PAGE TEXT |
•••
A PyTorch-based project for training language models using Hugging Face Transformers, with uv for modern Python dependency management.
🚀 New to this project? Check out QUICKSTART.md for a step-by-step guide!
🐳 Want to use Docker? See DOCKER.md for isolated development environment!
📊 Need to monitor training? See TENSORBOARD.md and WANDB.md for visualization guides!
💾 Want to use trained models? See CHECKPOINT_USAGE.md for loading checkpoints and running inference!
🔷 Need PyTorch Geometric? See PYTORCH_GEOMETRIC.md for installing PyG with PyTorch 2.9.1 + CUDA 12.8!
- PyTorch: State-of-the-art deep learning framework (CUDA 12.8)
•••
DATASET EXCERPTS |
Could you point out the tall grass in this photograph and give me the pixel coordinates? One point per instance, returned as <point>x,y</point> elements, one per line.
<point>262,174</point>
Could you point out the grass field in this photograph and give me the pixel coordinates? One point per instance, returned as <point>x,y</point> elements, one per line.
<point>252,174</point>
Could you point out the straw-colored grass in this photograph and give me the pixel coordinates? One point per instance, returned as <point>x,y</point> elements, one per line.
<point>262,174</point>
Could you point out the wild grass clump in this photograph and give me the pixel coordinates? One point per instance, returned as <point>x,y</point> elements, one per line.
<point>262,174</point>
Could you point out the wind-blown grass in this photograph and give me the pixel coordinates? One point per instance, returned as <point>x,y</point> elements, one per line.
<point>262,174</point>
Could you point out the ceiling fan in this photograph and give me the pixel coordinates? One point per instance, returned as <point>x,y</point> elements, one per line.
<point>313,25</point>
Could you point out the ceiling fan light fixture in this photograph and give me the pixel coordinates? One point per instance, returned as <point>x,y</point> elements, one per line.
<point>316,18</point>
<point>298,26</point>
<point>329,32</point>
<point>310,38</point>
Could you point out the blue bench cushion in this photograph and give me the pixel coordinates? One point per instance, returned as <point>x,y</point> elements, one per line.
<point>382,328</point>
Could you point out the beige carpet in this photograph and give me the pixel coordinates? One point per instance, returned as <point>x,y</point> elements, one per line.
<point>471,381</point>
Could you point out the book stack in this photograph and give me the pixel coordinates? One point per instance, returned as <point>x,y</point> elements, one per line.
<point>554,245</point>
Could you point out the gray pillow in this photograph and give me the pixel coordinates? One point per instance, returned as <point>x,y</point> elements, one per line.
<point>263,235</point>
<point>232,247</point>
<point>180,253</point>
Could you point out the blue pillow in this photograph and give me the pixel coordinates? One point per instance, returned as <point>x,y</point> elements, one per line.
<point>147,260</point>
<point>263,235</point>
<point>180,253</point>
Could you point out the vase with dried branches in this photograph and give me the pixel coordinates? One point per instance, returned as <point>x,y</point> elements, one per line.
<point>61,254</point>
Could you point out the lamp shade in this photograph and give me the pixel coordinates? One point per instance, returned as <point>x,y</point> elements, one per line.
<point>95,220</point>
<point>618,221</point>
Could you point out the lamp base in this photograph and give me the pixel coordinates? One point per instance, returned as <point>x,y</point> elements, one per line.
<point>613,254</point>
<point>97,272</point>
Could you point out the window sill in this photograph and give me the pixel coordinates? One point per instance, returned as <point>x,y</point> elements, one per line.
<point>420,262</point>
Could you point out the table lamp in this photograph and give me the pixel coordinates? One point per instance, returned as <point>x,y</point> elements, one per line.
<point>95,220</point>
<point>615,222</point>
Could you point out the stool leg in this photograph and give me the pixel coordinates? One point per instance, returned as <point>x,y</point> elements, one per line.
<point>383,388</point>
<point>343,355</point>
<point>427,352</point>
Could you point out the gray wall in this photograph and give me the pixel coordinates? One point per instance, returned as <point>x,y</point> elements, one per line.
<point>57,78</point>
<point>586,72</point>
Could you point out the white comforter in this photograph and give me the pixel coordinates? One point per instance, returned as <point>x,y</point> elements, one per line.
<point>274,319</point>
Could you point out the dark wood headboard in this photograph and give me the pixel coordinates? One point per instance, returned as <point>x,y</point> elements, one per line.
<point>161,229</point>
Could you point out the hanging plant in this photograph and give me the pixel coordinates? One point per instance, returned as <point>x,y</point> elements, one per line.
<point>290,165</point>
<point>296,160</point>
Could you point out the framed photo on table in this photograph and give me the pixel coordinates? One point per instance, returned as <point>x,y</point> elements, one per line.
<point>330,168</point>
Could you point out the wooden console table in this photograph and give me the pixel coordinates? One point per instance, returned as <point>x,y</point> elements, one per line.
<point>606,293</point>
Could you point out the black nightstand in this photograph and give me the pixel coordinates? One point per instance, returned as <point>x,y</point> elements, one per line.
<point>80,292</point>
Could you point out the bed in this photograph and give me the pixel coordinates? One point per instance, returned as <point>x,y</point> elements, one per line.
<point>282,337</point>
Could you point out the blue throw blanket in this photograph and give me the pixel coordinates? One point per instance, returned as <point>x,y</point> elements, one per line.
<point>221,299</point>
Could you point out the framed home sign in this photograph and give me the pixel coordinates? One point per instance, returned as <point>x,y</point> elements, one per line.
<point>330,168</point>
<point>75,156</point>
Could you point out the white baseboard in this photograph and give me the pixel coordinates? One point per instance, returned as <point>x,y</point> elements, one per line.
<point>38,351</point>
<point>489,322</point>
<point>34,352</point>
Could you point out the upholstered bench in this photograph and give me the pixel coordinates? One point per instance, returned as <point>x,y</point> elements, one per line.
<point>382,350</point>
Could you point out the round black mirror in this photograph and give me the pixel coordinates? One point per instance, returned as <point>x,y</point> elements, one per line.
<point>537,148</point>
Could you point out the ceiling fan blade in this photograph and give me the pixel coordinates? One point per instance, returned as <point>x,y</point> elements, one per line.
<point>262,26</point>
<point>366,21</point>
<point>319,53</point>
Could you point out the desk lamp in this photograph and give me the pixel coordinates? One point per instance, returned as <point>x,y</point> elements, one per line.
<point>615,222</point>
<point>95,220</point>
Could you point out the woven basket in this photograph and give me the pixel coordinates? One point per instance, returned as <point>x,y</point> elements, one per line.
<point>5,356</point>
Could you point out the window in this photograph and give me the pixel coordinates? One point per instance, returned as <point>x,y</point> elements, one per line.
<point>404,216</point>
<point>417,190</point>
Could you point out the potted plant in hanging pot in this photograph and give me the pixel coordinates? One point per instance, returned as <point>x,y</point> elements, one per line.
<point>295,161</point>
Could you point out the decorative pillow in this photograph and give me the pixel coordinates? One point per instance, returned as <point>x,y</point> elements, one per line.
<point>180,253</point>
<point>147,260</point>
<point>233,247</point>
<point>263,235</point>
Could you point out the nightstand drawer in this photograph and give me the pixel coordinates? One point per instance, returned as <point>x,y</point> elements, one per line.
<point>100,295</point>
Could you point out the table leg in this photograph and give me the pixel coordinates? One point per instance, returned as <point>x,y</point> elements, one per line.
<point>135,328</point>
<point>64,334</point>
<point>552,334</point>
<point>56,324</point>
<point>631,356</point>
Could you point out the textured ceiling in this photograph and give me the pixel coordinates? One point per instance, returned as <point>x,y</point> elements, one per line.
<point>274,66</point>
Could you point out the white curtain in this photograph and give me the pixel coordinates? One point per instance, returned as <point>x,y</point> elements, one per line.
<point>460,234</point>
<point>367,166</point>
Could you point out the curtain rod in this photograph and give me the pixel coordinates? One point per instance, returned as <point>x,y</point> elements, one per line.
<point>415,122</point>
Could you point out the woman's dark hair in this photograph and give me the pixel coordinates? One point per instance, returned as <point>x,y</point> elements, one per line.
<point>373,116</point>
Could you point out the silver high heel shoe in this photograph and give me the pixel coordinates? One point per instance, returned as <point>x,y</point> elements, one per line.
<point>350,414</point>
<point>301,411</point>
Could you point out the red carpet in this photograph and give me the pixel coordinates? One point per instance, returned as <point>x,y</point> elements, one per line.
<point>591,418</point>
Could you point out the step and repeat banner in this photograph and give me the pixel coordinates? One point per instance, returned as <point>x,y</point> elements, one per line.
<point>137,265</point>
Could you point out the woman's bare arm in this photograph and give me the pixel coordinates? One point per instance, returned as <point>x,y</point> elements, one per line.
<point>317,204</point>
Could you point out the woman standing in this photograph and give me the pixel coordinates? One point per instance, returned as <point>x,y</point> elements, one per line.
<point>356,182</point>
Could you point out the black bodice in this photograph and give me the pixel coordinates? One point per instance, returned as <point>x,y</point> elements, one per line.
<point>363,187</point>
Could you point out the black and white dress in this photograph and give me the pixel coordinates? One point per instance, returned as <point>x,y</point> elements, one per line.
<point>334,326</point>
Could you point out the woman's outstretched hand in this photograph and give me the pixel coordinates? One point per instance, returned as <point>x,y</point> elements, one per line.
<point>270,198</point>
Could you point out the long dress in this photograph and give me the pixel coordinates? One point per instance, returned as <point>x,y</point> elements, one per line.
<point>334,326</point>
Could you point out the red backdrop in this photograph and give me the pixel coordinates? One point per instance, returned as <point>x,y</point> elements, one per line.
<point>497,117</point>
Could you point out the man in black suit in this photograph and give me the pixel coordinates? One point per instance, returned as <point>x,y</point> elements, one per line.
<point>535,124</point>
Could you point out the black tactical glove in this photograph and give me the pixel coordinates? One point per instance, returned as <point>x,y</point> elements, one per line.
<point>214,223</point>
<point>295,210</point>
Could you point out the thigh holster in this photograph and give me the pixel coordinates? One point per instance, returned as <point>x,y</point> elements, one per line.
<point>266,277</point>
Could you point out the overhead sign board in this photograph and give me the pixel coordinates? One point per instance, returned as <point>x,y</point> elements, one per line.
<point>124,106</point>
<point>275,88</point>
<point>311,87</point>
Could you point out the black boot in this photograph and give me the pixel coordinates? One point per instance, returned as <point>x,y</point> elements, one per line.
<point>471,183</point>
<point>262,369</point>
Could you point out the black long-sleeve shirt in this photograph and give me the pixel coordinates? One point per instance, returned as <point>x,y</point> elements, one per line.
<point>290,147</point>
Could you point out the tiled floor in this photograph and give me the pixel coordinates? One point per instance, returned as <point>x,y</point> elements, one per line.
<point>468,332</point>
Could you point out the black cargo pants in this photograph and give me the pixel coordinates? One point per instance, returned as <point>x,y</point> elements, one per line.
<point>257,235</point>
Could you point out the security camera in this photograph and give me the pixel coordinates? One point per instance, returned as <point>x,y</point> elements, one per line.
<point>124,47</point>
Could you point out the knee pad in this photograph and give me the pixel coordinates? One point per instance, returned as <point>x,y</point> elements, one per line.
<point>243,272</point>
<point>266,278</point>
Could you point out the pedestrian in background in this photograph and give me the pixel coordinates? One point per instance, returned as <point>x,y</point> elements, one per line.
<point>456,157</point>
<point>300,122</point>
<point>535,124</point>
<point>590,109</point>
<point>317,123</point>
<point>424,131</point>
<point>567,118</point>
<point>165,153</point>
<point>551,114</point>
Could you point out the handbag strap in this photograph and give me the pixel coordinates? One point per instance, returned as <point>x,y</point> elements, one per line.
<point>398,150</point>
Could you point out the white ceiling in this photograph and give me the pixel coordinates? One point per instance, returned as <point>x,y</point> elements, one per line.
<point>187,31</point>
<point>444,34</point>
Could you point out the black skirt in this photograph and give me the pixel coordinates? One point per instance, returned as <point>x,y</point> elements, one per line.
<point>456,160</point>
•••
WRITTEN TASKS |
[1] Reproduce the stretch of the project overview from "A PyTorch-based project" through "2.9.1 + CUDA 12.8!".
[2] Answer these questions from the project overview:
(a) What tool does the project use for Python dependency management?
(b) Which file covers loading checkpoints and running inference?
(c) Which CUDA version is listed for PyTorch?

THE RESPONSES |
[1]
A PyTorch-based project for training language models using Hugging Face Transformers, with uv for modern Python dependency management.
🚀 New to this project? Check out QUICKSTART.md for a step-by-step guide!
🐳 Want to use Docker? See DOCKER.md for isolated development environment!
📊 Need to monitor training? See TENSORBOARD.md and WANDB.md for visualization guides!
💾 Want to use trained models? See CHECKPOINT_USAGE.md for loading checkpoints and running inference!
🔷 Need PyTorch Geometric? See PYTORCH_GEOMETRIC.md for installing PyG with PyTorch 2.9.1 + CUDA 12.8!

[2]
(a) uv
(b) CHECKPOINT_USAGE.md
(c) CUDA 12.8